* start Data to process *
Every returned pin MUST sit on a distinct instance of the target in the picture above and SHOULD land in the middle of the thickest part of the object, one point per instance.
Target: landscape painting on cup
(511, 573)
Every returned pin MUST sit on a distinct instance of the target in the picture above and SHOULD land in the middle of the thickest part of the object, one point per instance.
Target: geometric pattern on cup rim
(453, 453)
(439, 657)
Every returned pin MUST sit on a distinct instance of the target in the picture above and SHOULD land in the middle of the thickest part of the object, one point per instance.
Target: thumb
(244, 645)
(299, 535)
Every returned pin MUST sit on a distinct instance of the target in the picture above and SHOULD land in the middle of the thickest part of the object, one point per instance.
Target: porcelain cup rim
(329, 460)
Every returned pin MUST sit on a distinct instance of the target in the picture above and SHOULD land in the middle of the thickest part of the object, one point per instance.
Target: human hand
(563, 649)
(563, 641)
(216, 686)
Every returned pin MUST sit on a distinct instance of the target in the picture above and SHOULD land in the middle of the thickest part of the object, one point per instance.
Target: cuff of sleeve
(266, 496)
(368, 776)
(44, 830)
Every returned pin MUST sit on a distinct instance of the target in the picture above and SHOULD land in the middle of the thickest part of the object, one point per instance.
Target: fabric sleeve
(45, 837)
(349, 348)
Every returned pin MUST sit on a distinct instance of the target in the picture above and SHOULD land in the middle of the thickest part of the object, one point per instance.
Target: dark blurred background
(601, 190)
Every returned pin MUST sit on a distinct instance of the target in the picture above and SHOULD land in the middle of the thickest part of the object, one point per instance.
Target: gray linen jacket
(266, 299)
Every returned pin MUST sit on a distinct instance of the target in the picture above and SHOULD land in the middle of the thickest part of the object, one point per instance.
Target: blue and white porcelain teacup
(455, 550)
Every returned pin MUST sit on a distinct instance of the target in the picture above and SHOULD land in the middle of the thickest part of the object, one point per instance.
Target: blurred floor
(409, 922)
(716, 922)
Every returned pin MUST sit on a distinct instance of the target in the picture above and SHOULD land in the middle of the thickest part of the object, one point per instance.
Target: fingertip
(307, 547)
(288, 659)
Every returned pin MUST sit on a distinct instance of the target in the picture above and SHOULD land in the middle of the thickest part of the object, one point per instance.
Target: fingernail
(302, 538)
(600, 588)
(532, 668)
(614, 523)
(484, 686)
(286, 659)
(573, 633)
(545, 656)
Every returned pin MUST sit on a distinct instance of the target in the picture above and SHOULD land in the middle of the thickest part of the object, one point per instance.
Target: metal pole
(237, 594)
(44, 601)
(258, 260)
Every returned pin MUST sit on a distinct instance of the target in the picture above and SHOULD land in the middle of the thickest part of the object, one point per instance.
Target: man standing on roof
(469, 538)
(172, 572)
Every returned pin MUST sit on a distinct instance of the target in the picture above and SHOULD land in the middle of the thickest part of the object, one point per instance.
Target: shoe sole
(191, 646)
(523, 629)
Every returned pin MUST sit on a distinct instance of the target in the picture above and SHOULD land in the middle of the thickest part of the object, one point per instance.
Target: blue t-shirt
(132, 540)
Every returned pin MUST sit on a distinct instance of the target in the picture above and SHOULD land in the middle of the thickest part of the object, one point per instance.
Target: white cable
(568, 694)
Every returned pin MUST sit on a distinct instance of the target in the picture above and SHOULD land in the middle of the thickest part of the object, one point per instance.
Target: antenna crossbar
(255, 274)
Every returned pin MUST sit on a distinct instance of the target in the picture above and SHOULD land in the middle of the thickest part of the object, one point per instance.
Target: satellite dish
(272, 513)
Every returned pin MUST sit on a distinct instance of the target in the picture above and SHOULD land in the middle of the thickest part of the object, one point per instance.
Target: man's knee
* end Data to process *
[Goal] How many lines in the records above contain the word "white"? Reply with the number alone.

[Answer to the exercise] 2